- WORK INSTRUCTIONS -
1: Answer these questions from the passage on the spinach E. coli outbreak:
(a) How many of the people who got sick from the spinach were hospitalized?
(b) Apart from Southern California companies, which companies did distributors start making contracts with?
(c) Which event does the passage name when comparing the market's response time with that of governments?
2: Please transcribe the passage on the spinach E. coli outbreak from "Last month, news" up to and including "clean and pure.".

Last month, news of an E. coli infection that originated in a bag of fresh spinach packaged by Natural Selections Foods, kicked off a nationwide frenzy. More than 180 people became sick from eating spinach, 97 of whom were hospitalized. One person died. The company in question is in total meltdown, and growers around the country are redoubling their efforts to make sure that every leaf is clean and pure.
At the first notice of problems, five different companies immediately announced a recall, as did merchants around the country. Baggers started shipping salad with greens other than spinach. Grocery stores immediately switched vendors. Once it became clear that Natural Selection of Northern California was the culprit, distributors started making contracts with Southern California and Canadian companies. Consumers stayed away in droves, and parents around the country did an about-face on their opinions of spinach.
This is one of the benefits of the information age, when word gets out to hundreds of millions in a matter of minutes. The response was a marvel of how markets can work. A valuable product said to bring health suddenly becomes a source of sickness and within hours, people not only stop eating it; it isn’t even available for purchase! Compare the response time with the way governments at all levels responded to Katrina, for example.
The story might have ended there, as the groceries isolated the source of the problem and the baggers turned their attention to the farmers and the farmers looked more carefully into the irrigation and fertilizer sources and otherwise sought to fix the problem. And why wouldn’t they? They are all in business to make money. You can only make money by selling things that people want, and this much is absolutely certain: people don’t want spinach that makes them sick.

- Dataset items -
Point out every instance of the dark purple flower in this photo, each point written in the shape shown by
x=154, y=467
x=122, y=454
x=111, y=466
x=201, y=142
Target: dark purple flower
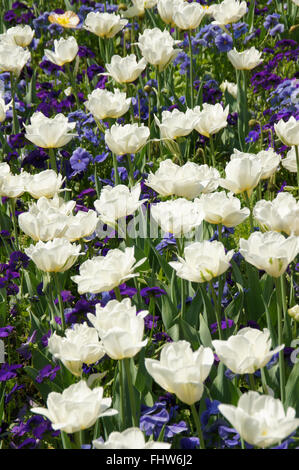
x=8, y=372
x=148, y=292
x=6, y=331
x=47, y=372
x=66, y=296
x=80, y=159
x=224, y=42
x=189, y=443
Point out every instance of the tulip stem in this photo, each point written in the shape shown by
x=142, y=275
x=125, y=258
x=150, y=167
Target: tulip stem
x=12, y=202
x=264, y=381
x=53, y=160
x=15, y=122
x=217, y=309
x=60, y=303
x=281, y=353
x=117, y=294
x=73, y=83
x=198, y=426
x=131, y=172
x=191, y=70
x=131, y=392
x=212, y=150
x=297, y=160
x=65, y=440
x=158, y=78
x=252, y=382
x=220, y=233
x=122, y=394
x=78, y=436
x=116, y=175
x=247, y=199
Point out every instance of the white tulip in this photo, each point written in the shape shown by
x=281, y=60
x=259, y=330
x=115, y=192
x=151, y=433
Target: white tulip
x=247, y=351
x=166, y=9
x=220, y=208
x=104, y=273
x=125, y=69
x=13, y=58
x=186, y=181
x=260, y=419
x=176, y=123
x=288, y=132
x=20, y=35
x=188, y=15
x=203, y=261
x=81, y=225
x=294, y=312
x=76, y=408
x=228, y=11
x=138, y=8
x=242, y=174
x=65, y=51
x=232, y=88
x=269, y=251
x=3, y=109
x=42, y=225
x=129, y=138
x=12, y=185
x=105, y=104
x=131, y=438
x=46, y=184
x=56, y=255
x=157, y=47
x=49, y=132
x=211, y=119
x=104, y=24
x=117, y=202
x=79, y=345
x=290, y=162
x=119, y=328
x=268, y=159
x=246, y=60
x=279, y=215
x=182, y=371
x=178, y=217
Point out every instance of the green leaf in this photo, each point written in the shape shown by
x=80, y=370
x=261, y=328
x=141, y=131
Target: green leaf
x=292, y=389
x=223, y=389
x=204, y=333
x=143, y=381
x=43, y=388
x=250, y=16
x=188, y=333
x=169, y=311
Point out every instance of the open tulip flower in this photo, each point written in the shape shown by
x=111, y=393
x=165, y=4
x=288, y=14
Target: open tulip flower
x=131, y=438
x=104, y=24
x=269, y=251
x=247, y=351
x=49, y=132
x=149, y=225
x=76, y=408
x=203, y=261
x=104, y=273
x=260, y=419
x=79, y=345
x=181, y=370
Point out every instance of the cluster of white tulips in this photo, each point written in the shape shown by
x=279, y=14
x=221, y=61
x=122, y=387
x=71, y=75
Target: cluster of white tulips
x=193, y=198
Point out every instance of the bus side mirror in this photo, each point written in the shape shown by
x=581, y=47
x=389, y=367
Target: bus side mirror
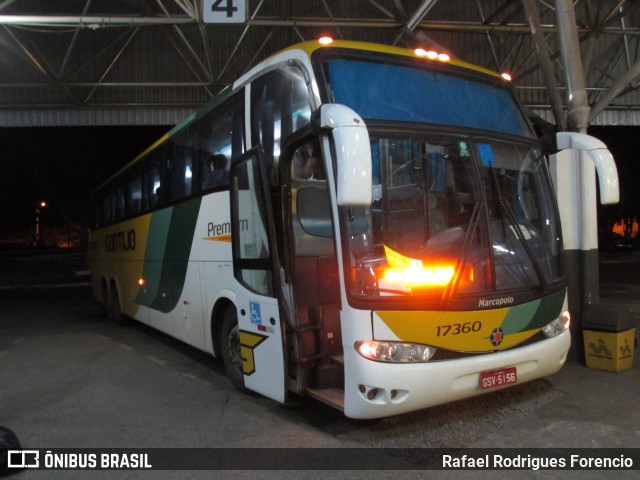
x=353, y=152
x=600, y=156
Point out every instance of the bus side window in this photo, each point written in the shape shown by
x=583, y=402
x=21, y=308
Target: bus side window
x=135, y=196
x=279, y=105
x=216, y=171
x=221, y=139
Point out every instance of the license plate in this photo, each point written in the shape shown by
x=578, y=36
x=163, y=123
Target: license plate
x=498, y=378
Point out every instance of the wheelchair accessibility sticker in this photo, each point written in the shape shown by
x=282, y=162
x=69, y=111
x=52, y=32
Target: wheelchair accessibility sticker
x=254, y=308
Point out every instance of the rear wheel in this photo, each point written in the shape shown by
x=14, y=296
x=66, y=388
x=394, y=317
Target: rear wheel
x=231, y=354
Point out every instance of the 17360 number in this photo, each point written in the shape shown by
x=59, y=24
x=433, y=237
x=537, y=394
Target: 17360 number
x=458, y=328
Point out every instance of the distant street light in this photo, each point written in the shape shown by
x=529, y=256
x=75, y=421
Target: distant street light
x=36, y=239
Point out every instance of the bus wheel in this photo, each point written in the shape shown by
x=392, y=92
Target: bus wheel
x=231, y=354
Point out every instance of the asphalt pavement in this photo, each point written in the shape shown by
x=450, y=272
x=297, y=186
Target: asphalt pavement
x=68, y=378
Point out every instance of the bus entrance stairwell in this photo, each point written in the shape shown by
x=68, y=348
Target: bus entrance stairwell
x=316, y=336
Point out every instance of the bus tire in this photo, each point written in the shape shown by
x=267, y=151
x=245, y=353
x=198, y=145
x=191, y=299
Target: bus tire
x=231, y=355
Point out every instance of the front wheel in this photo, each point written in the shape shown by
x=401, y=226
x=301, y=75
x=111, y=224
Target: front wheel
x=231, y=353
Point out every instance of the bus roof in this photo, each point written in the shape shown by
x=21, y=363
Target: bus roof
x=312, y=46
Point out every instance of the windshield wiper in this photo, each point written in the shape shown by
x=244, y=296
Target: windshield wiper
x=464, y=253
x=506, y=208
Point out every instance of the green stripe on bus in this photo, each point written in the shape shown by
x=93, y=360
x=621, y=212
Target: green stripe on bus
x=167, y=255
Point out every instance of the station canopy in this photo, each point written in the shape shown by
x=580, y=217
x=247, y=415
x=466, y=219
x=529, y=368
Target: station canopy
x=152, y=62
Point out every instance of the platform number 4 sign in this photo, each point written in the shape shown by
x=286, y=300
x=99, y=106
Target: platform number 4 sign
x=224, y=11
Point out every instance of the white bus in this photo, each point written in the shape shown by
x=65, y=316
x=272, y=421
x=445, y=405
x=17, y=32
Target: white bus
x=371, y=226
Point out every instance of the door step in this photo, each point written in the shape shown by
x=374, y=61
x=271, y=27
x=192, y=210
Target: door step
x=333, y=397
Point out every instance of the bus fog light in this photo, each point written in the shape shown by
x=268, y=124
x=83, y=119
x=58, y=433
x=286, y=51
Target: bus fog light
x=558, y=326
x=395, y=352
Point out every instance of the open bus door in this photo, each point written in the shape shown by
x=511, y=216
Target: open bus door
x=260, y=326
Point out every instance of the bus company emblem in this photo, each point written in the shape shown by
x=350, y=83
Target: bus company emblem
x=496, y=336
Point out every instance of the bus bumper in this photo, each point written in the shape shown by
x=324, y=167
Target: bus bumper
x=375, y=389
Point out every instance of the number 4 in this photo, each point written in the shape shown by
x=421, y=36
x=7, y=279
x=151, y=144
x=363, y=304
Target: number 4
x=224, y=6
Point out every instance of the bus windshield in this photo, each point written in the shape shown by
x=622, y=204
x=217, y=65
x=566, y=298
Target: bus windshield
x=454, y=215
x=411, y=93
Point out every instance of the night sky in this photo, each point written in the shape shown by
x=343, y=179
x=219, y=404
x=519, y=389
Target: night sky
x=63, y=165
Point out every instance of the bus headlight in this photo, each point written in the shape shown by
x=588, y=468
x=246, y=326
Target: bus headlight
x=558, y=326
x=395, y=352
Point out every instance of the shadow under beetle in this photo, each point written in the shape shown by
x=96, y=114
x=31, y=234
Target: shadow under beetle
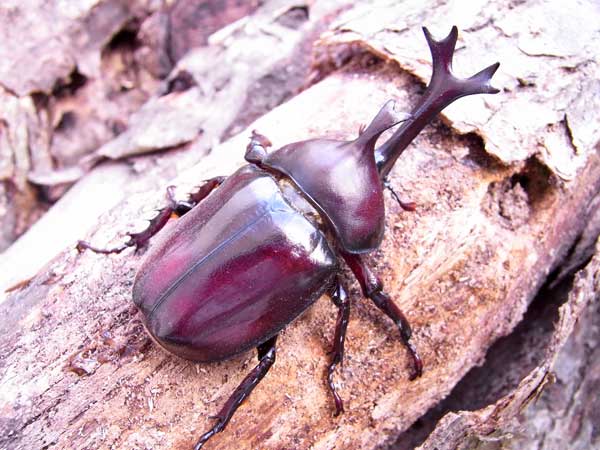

==

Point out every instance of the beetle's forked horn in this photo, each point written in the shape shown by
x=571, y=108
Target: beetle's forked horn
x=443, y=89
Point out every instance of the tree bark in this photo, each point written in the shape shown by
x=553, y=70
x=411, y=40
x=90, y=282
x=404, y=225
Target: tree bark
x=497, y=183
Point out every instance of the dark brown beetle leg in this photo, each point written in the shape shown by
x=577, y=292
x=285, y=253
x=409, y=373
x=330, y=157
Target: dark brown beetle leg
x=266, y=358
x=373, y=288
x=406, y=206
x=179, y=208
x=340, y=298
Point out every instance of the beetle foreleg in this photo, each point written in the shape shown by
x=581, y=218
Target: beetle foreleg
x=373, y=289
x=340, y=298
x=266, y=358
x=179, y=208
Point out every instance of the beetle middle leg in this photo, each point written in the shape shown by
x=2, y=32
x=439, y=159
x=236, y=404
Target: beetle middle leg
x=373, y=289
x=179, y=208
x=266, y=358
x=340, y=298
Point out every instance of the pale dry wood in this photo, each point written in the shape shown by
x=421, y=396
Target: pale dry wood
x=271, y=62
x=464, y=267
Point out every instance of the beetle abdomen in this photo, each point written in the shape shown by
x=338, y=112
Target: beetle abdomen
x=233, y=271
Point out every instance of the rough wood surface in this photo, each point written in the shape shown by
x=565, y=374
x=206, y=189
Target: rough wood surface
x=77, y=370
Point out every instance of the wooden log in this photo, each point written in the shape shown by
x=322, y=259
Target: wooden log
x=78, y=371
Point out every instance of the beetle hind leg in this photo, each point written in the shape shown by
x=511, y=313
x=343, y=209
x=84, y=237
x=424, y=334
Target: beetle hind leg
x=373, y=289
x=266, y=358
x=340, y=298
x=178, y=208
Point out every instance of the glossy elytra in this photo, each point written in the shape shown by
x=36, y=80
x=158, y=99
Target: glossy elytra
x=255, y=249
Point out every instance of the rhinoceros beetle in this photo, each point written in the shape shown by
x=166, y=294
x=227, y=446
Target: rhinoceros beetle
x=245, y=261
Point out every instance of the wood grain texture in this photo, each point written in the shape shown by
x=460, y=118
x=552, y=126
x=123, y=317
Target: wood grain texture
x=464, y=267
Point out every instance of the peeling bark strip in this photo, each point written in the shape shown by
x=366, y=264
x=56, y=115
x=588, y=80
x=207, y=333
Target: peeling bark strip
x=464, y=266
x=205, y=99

--

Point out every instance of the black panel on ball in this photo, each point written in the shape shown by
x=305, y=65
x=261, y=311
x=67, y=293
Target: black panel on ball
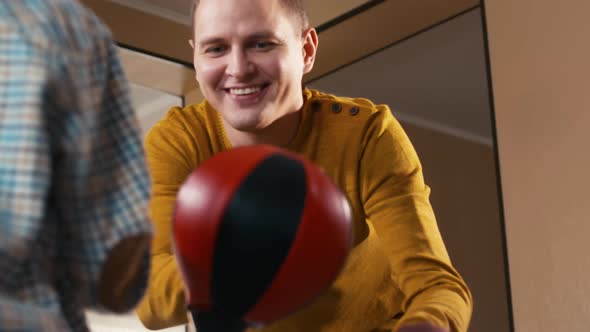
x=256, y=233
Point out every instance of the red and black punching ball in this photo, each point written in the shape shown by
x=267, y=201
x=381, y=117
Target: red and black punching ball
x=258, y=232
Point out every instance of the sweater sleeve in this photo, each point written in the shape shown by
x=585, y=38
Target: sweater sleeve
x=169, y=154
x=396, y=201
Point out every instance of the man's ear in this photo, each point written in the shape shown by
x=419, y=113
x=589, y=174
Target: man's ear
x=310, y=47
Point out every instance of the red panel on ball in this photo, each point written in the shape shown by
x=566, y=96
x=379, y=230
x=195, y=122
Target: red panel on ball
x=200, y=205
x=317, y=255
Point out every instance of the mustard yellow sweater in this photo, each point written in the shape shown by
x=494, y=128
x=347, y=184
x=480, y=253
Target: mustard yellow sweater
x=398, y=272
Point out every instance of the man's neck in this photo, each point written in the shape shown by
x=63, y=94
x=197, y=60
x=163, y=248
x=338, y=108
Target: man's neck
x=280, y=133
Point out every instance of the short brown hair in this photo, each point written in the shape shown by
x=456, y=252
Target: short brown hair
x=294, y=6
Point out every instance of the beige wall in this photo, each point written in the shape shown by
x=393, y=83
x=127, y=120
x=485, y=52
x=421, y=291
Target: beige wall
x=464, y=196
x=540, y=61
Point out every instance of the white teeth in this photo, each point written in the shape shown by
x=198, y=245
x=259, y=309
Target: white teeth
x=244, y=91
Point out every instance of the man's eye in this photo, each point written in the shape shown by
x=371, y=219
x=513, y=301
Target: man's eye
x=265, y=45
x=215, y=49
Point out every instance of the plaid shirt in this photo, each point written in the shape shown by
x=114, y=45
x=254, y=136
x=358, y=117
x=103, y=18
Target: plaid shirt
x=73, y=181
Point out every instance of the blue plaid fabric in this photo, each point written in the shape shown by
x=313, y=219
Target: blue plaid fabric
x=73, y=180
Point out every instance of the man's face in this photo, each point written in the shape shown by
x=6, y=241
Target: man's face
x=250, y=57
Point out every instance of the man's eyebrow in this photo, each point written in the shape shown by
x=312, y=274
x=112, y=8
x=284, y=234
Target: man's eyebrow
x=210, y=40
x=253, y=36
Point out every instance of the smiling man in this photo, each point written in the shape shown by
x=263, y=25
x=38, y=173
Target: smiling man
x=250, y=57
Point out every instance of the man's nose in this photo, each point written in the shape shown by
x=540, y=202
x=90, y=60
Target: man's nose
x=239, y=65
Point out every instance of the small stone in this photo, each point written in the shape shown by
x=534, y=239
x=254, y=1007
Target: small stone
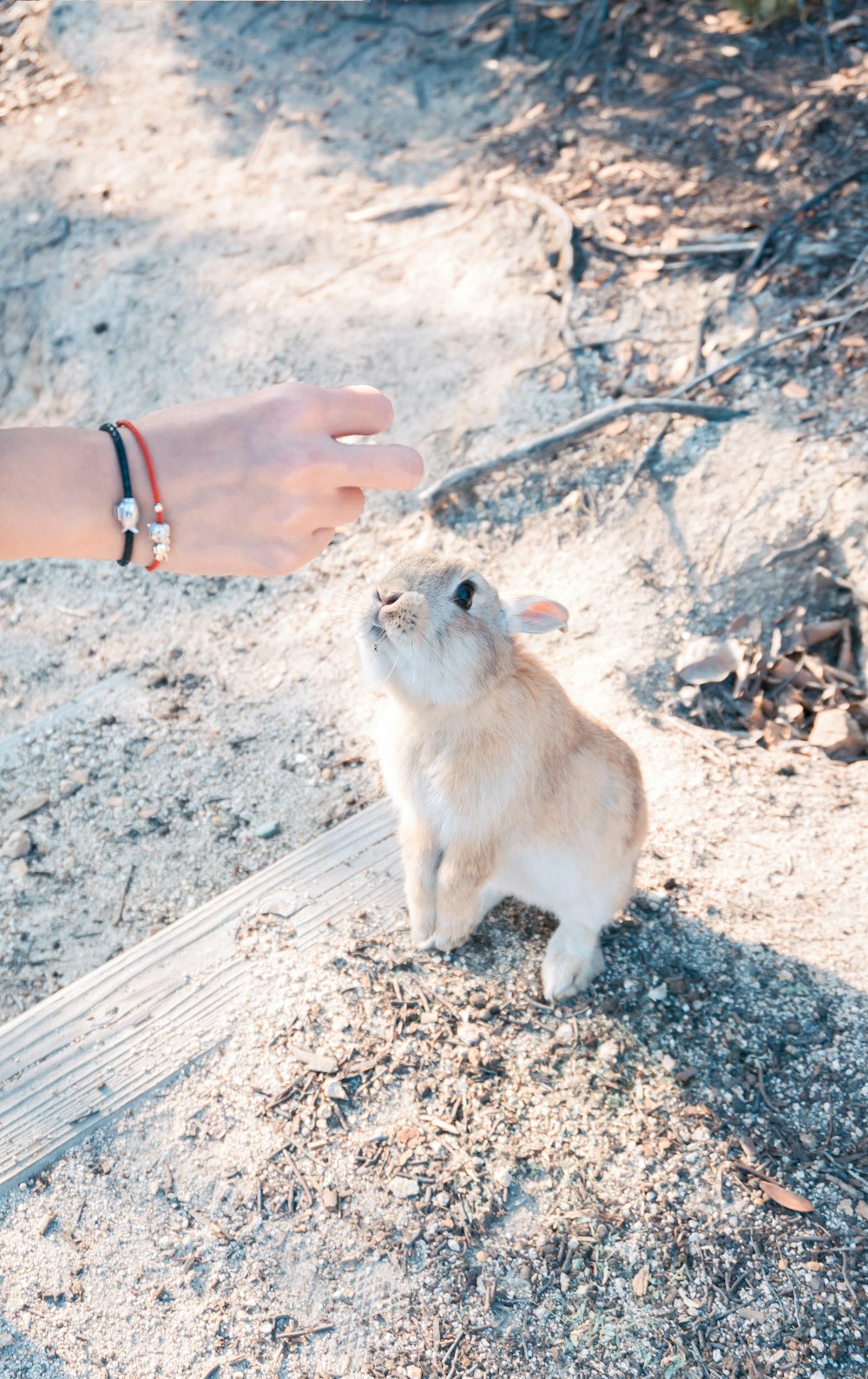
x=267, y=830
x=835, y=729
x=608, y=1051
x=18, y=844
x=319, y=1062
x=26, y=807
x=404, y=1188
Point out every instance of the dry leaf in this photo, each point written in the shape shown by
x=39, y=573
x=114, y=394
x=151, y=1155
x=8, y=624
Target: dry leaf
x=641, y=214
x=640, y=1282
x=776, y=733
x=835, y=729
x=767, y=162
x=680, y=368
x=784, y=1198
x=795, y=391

- ANSWERS TO THE TASKS -
1:
(a) 97
(b) Canadian companies
(c) Katrina

2:
Last month, news of an E. coli infection that originated in a bag of fresh spinach packaged by Natural Selections Foods, kicked off a nationwide frenzy. More than 180 people became sick from eating spinach, 97 of whom were hospitalized. One person died. The company in question is in total meltdown, and growers around the country are redoubling their efforts to make sure that every leaf is clean and pure.